メーカーのカンファレンスがストリーミング配信されるのも,変化といえば変化かもしれない。もちろん,昔から行われていたことだが,最近はそれをメディアではなくメーカーが直接やるようになった。つまり,メディアを飛ばしてメーカーが直接消費者に話しかけるようになったわけで,その流れはさらに加速するだろう。
日本に居ながらにして,ロサンゼルスで何が起きているのかリアルタイムに分かるようになった時代,わざわざ会場に出かける必要があるのかという点を含めて,この側面ではゲームメディアのあり方を考えざるを得ない。
ゲームの祭典は戻ってきた。会場は人でごったがえし,最新のムービーが大画面に映し出される。そして,そんな喧噪の背後では各社の,本当に死ぬか生きるかを賭けた熾烈な争いが繰り広げられている。“各社”の中に我々のようなメディアが含まれているのは言うまでもないだろう。
「Medal of Honor」(PC/PS3/Xbox 360)
Electronic Arts
2010年秋発売予定
最近ちょっとトーンダウンしたようだが,Electronic Artsの関係者達も,折にふれて「打倒CoD」を口にしており,闘志むき出しの雰囲気。対するActivision Blizzardは,とくに反応は見せていないものの,開発中の「Call of Duty: Black Ops」のPC版で,前作で中止したデディケイテッドサーバーのサポートを再開するなど,それなりに気にしている雰囲気はある。個人的には,こうしたビッグネーム同士の対決はぜひ,どしどしやってほしいと思う。なぜなら,こうした競争で最終的に利益を得るのは,我々消費者だからだ。

=== 保存データ ===
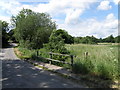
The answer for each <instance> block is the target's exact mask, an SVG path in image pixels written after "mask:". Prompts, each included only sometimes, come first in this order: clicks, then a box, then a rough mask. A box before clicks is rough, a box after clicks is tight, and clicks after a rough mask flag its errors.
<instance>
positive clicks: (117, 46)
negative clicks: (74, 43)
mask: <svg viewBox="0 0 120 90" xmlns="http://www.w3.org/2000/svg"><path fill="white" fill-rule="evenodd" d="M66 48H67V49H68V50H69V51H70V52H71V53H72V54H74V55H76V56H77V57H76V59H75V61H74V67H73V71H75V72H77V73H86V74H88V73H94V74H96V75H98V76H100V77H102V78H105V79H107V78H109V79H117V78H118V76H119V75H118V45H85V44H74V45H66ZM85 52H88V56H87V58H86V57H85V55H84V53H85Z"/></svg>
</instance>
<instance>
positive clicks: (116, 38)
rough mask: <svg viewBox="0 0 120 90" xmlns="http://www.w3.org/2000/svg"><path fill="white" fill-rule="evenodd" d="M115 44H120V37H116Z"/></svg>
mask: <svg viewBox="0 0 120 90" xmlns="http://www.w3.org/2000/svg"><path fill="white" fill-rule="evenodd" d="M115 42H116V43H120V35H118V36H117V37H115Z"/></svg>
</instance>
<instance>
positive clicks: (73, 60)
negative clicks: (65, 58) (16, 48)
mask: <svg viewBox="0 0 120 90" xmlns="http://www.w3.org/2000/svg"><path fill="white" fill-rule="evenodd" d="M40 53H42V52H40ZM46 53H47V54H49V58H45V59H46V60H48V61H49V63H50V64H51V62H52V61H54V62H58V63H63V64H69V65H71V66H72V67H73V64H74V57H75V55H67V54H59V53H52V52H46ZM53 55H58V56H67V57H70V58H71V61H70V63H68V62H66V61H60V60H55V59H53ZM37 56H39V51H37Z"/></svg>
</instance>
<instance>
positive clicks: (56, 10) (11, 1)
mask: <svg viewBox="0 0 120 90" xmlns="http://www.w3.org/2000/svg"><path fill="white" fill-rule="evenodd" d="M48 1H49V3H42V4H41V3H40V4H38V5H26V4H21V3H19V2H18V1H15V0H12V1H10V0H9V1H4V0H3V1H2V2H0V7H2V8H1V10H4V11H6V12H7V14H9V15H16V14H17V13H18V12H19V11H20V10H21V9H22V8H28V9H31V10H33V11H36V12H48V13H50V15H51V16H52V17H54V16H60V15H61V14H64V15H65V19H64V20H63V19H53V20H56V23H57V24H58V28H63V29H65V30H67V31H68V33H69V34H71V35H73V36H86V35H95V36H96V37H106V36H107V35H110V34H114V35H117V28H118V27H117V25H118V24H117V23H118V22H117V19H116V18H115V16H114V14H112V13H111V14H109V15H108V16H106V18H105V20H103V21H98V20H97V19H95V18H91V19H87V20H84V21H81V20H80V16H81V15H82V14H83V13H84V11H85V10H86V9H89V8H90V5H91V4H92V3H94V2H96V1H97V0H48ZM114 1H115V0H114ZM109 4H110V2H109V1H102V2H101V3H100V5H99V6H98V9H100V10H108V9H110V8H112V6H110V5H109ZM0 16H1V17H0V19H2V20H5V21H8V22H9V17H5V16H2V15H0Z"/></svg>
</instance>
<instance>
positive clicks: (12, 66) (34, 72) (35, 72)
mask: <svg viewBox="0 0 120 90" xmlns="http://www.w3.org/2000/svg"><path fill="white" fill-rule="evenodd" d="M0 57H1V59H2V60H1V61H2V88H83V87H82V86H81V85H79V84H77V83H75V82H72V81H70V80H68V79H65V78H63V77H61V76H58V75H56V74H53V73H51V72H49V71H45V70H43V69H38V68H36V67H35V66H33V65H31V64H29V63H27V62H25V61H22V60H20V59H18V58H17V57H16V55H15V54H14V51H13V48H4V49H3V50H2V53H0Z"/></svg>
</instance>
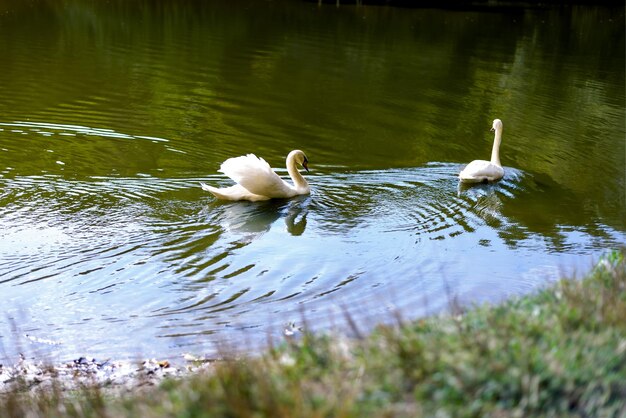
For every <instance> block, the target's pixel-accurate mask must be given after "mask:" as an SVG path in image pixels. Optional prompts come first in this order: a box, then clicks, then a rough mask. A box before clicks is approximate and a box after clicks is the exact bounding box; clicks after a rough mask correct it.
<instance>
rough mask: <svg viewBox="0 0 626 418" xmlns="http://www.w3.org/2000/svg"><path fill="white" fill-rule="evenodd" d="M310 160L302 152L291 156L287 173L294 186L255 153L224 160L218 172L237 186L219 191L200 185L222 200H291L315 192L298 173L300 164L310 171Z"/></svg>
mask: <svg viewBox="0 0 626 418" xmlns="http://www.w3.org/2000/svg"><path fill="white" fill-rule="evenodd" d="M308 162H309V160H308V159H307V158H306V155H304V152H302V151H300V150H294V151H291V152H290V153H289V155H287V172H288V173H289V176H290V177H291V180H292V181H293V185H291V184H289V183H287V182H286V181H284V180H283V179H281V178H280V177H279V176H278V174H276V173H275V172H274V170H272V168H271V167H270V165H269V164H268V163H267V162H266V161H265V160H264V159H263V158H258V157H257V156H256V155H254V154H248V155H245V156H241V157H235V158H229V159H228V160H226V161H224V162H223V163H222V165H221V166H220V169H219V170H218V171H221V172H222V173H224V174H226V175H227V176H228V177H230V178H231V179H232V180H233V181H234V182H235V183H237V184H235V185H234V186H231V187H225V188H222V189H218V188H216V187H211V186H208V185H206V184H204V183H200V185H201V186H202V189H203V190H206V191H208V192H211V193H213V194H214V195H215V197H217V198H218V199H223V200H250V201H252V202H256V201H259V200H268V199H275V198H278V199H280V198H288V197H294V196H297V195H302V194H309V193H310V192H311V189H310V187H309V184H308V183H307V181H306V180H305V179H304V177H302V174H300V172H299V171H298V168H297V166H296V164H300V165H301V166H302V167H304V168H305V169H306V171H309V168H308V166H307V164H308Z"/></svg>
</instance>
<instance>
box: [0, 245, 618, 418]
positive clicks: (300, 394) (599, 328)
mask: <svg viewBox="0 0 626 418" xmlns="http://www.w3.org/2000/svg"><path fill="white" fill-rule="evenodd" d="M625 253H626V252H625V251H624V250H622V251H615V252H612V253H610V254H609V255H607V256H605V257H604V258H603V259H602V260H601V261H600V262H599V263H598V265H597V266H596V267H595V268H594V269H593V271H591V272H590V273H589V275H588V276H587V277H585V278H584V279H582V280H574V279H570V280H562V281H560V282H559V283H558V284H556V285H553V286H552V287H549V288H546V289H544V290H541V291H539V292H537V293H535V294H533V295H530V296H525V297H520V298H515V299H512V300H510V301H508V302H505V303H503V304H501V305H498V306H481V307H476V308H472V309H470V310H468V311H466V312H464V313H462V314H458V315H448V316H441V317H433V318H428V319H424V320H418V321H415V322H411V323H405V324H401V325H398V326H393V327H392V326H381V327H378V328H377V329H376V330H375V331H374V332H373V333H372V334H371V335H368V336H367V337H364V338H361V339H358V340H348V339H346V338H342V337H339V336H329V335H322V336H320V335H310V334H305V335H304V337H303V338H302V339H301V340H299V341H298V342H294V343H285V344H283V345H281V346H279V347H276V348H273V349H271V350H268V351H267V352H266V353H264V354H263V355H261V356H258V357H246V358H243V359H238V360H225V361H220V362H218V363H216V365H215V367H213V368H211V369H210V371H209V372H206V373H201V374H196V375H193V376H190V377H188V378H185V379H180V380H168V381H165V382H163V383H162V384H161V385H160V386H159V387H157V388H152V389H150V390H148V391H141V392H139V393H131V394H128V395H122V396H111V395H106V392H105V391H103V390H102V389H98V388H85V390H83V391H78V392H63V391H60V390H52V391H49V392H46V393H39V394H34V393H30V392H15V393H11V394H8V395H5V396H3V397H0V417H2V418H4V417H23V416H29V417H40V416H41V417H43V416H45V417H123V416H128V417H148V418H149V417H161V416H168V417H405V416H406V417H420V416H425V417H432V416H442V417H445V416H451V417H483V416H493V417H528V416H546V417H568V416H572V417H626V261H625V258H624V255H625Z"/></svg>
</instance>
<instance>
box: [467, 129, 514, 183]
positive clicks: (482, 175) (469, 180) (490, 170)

=== 実施する課題 ===
- A) 次の(i)〜(iii)の記述が本文抜粋の内容と一致するかを、それぞれ「はい」か「いいえ」で判定し、根拠となる本文抜粋の語句をそのまま引用せよ。
(i) 最近は、カンファレンスのストリーミング配信をメーカーが直接行うようになった。
(ii) Activision Blizzardは、Electronic Artsの発言に対して強く反応している。
(iii) 「Call of Duty: Black Ops」のPC版では、デディケイテッドサーバーのサポートが再開される。
- B) 本文抜粋のうち「最近ちょっとトーンダウンしたようだが」で始まる段落を、主な事実を残して箇条書きにまとめよ。
- C) 本文抜粋によると、「Medal of Honor」はいつ発売される予定か答えよ。

=== 各課題の回答 ===
- A)
(i) はい。「最近はそれをメディアではなくメーカーが直接やるようになった」
(ii) いいえ。「対するActivision Blizzardは,とくに反応は見せていないものの」
(iii) はい。「前作で中止したデディケイテッドサーバーのサポートを再開する」

- B)
・Electronic Artsの関係者は、最近やや控えめになったものの、折にふれて「打倒CoD」を口にしている。
・Activision Blizzardは特に反応を見せていない。
・一方で、開発中の「Call of Duty: Black Ops」のPC版では、前作で中止したデディケイテッドサーバーのサポートを再開するなど、それなりに意識している様子がある。
・筆者は、ビッグネーム同士の対決を歓迎している。競争で最終的に利益を得るのは消費者だからである。

- C) 2010年秋。